**DATA SHOWN**
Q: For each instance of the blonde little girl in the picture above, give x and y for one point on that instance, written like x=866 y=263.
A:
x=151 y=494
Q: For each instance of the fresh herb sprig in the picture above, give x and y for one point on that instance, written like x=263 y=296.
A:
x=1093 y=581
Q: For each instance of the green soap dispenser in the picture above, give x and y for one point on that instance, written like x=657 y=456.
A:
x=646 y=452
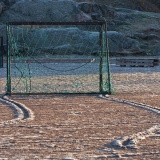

**DO THIS**
Lay out every line of the records above as a JSON list of strings, one string per line, leaving out blank lines and the pictures.

**WORKED ANSWER**
[
  "Q: For each instance of the blonde little girl in the picture above, give x and y for one point on that instance, written like x=866 y=263.",
  "A:",
  "x=151 y=494",
  "Q: For each instance of the fresh herb sprig in the picture above, give x and y for one point on that instance, written like x=263 y=296.",
  "A:",
  "x=1093 y=581",
  "Q: For each instance of the green soap dispenser in the picture above, give x and y for one point on that instance, written like x=657 y=456.",
  "A:",
  "x=646 y=452"
]